PROBLEM REQUIREMENTS
How many lines of the entries below contain the word "woman"? Give only the number.

++++++++

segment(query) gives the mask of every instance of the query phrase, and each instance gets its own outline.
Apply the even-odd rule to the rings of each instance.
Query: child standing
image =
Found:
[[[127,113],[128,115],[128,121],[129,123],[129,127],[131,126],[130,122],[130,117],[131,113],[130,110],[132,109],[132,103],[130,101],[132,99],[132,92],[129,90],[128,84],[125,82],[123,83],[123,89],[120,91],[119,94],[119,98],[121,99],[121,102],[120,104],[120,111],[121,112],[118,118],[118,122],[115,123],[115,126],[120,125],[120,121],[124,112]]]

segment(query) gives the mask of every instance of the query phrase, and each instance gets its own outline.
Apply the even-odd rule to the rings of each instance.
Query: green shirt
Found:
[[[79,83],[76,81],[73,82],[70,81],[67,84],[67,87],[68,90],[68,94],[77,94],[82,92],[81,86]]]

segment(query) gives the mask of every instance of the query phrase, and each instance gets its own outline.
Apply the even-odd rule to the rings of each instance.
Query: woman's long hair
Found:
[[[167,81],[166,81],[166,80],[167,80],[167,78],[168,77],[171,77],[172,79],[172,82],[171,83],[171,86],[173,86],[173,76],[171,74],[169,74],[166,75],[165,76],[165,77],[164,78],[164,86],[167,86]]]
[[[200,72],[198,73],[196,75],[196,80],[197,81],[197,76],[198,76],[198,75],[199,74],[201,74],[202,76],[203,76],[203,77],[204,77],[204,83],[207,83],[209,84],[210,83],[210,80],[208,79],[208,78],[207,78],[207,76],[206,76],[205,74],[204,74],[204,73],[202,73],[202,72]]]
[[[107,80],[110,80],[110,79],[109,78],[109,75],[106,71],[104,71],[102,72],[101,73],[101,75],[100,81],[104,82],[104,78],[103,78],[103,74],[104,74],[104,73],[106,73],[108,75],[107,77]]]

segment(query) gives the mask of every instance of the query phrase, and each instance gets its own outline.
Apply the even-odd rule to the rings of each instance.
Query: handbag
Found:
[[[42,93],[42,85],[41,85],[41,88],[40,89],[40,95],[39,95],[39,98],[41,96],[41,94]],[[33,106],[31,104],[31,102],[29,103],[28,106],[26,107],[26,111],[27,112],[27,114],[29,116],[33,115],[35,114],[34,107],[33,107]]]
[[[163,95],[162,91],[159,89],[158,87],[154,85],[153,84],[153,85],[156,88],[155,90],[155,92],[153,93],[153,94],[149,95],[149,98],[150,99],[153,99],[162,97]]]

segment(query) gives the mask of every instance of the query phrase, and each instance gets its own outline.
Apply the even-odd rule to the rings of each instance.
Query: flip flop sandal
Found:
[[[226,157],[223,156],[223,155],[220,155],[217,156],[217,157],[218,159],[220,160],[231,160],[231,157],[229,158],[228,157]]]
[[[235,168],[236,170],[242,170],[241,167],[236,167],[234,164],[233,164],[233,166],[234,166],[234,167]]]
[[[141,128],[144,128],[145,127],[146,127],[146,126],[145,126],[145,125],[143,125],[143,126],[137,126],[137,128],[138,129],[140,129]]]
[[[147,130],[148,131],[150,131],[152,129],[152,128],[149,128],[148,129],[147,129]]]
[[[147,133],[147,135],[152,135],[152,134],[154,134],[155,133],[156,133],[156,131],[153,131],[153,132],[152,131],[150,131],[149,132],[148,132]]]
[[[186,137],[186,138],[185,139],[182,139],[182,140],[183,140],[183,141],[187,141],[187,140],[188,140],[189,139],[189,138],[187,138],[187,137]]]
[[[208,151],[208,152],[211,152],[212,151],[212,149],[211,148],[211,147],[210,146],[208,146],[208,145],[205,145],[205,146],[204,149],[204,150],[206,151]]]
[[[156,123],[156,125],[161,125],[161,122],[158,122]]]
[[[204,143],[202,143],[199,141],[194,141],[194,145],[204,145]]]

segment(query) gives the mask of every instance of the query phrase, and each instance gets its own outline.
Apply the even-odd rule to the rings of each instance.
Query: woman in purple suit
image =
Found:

++++++++

SOLUTION FOR THIS EXERCISE
2